--- Start of PROVIDED INFORMATION ---

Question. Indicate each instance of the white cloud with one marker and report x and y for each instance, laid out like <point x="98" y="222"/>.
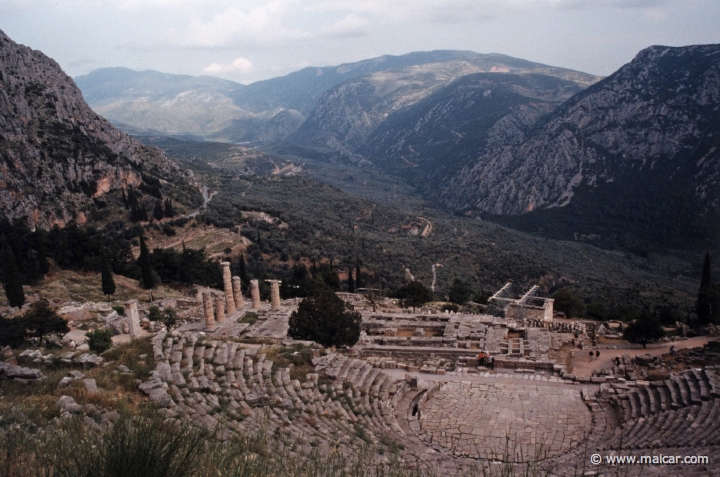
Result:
<point x="350" y="26"/>
<point x="263" y="25"/>
<point x="239" y="65"/>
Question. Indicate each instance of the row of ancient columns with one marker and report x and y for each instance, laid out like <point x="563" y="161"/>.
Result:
<point x="233" y="299"/>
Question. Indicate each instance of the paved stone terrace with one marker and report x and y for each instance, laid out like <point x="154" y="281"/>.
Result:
<point x="491" y="419"/>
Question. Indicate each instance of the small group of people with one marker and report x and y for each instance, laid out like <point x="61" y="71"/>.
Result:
<point x="484" y="359"/>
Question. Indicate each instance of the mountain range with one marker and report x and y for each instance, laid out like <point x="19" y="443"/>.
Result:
<point x="627" y="161"/>
<point x="299" y="104"/>
<point x="59" y="157"/>
<point x="637" y="155"/>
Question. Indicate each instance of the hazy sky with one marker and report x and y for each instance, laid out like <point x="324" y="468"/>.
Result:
<point x="250" y="40"/>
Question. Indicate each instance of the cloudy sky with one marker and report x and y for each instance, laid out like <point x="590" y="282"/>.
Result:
<point x="249" y="40"/>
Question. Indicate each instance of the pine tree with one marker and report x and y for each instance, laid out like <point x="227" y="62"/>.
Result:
<point x="108" y="282"/>
<point x="11" y="275"/>
<point x="148" y="274"/>
<point x="323" y="317"/>
<point x="42" y="320"/>
<point x="351" y="282"/>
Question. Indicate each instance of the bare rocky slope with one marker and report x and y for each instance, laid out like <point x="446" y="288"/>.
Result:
<point x="348" y="114"/>
<point x="641" y="145"/>
<point x="56" y="154"/>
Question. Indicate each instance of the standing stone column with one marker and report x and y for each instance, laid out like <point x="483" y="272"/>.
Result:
<point x="227" y="283"/>
<point x="237" y="293"/>
<point x="133" y="318"/>
<point x="274" y="294"/>
<point x="219" y="309"/>
<point x="207" y="307"/>
<point x="255" y="293"/>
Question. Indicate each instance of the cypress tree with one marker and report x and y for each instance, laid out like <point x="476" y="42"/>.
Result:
<point x="358" y="280"/>
<point x="42" y="256"/>
<point x="351" y="282"/>
<point x="108" y="282"/>
<point x="242" y="273"/>
<point x="168" y="209"/>
<point x="708" y="299"/>
<point x="148" y="275"/>
<point x="11" y="275"/>
<point x="158" y="211"/>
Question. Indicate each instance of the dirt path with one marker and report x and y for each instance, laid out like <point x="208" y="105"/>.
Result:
<point x="428" y="227"/>
<point x="583" y="367"/>
<point x="206" y="200"/>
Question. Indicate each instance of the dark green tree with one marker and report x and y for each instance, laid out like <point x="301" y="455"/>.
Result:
<point x="169" y="212"/>
<point x="708" y="300"/>
<point x="108" y="282"/>
<point x="645" y="329"/>
<point x="325" y="318"/>
<point x="41" y="253"/>
<point x="41" y="320"/>
<point x="242" y="272"/>
<point x="351" y="282"/>
<point x="569" y="303"/>
<point x="148" y="274"/>
<point x="327" y="274"/>
<point x="359" y="282"/>
<point x="460" y="292"/>
<point x="12" y="332"/>
<point x="482" y="297"/>
<point x="414" y="294"/>
<point x="158" y="212"/>
<point x="167" y="317"/>
<point x="100" y="341"/>
<point x="11" y="276"/>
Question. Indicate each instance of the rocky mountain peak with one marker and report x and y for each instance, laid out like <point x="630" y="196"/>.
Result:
<point x="56" y="154"/>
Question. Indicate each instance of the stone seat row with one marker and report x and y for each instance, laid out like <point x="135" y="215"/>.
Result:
<point x="680" y="411"/>
<point x="688" y="388"/>
<point x="214" y="382"/>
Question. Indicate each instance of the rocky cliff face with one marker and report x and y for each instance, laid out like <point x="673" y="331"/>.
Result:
<point x="56" y="154"/>
<point x="348" y="114"/>
<point x="656" y="120"/>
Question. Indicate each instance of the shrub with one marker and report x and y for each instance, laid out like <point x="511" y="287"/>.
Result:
<point x="100" y="341"/>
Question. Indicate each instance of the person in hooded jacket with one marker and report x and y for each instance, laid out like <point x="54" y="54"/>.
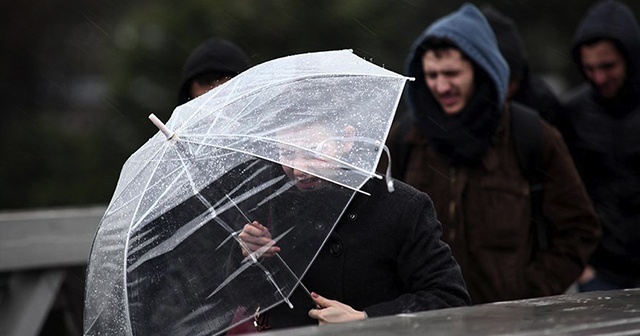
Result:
<point x="212" y="63"/>
<point x="601" y="125"/>
<point x="524" y="87"/>
<point x="461" y="153"/>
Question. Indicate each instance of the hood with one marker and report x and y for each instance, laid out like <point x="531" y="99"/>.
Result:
<point x="509" y="41"/>
<point x="461" y="139"/>
<point x="470" y="31"/>
<point x="214" y="55"/>
<point x="615" y="21"/>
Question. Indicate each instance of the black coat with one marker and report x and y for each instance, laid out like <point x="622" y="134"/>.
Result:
<point x="603" y="136"/>
<point x="385" y="257"/>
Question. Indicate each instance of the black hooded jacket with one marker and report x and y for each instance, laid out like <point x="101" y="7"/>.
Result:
<point x="604" y="139"/>
<point x="532" y="91"/>
<point x="214" y="55"/>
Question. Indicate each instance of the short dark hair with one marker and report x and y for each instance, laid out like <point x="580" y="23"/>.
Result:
<point x="211" y="77"/>
<point x="438" y="45"/>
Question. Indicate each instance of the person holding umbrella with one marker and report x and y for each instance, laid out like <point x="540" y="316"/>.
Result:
<point x="211" y="64"/>
<point x="384" y="256"/>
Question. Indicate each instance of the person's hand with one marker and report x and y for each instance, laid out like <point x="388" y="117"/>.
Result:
<point x="332" y="311"/>
<point x="254" y="237"/>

--- End of PROVIDED INFORMATION ---

## TASK STATEMENT:
Copy the entries again, starting at the line that contains "Question. Indicate each instance of the person holding" and ending at the last of the entries, with "marker" changed to "dot" and nothing else altered.

## TASK ANSWER:
Question. Indicate each instance of the person holding umbrella with one dot and report x and y for each instance, laid out like <point x="540" y="316"/>.
Result:
<point x="211" y="64"/>
<point x="384" y="256"/>
Question. Indicate each instance of the person's hand with one dot and report x and y for each instance, laid out like <point x="388" y="117"/>.
Result:
<point x="332" y="311"/>
<point x="254" y="237"/>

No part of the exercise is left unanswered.